*PASSAGE SHOWN*
____

Camille (Lola Creton) and Sullivan (Sebastian Urzendowsky) are caught in a complicated tangle of feelings in Mia Hansen-Love's <em>Goodbye First Love.</em>
Carole Bethuel
/
IFC Films
Camille (Lola Creton) and Sullivan (Sebastian Urzendowsky) are caught in a complicated tangle of feelings in Mia Hansen-Love's Goodbye First Love.

There's nothing like the intensity of young love, but that descriptor cuts in many ways at once. Feelings so pure and intoxicating can never be repeated, but they cannot be controlled, either, by the wisdom and maturity that enrich and sustain a relationship in the long term. Intensity can curdle just as quickly into jealousy, possessiveness and depression; when a heartsick teenager uses a phrase like "I'll die without him," adults may roll their eyes, but it's just barely a figure of speech.

Goodbye First Love, the subtle and perceptive new film by French writer-director Mia Hansen-Love, tests just such a relationship against the passage of time. What happens to love when two people who fell for each other as impetuous teenagers meet again years later, after their wounds have calloused over and they have a little more experience?

Have they really changed? Or do those old feelings come burbling up to the surface again, despite all rational effort to tamp them down? Hansen-Love offers complicated answers to those questions, and they never seem precooked — she has an intuitive touch that's in keeping with characters who act on impulse.

____

Photo object pointing records:
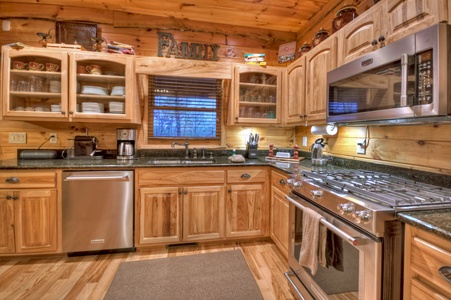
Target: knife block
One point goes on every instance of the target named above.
(251, 151)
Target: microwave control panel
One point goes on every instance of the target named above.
(425, 78)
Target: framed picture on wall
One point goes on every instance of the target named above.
(76, 33)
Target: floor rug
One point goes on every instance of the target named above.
(219, 275)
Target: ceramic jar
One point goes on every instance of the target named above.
(344, 16)
(320, 36)
(304, 49)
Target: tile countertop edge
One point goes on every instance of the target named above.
(437, 222)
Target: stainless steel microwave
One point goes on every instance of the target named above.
(407, 81)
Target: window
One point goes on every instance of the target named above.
(182, 107)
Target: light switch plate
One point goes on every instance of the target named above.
(17, 137)
(361, 146)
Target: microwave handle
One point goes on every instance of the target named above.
(404, 80)
(352, 240)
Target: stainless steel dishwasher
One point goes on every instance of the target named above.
(97, 210)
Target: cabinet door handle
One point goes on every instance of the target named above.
(12, 180)
(245, 176)
(445, 272)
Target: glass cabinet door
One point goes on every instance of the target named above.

____

*TASK SET*
A - In the film review, rewrite the stretch from "There's nothing like" through "figure of speech.", replacing "young love" with "first love".
B - Pick up the film review where it stops and write the next part.

*ANSWERS FOR THIS EXERCISE*
A -
There's nothing like the intensity of first love, but that descriptor cuts in many ways at once. Feelings so pure and intoxicating can never be repeated, but they cannot be controlled, either, by the wisdom and maturity that enrich and sustain a relationship in the long term. Intensity can curdle just as quickly into jealousy, possessiveness and depression; when a heartsick teenager uses a phrase like "I'll die without him," adults may roll their eyes, but it's just barely a figure of speech.

B -
When we first meet Camille (Lola Creton) and Sullivan (Sebastian Urzendowsky) in Paris 1999, they're already headed for a tailspin, but they cling hard to each other as the plane's going down. For 15-year-old Camille, no amount of time with Sullivan is too much, and the only thing worse than not seeing him is all the fighting they do over his callousness or her suffocating affection.

When they take a romantic sojourn to Ardeche, the older Sullivan startles Camille with the news that he and a buddy are planning a 10-month tour of South America. He promises they'll pick right up again when he gets back. A few months after his arrival in Caracas, though, his letters start to taper off.

Cut to 2003, when the film finds Camille still shaken but coming into her own as a promising architecture student. She can't bring herself to follow through on a one-night-stand with a like-aged club kid, but she slips into a relationship with a newly divorced professor, Lorenz (Magne-Havard Brekke), that's not as predatory as it sounds.

Camille learns to love someone in a different way, and sees the value of stability and adulthood. Then Sullivan turns up in Paris a few years later, seeming completely unchanged, and throws her well-ordered life for a loop.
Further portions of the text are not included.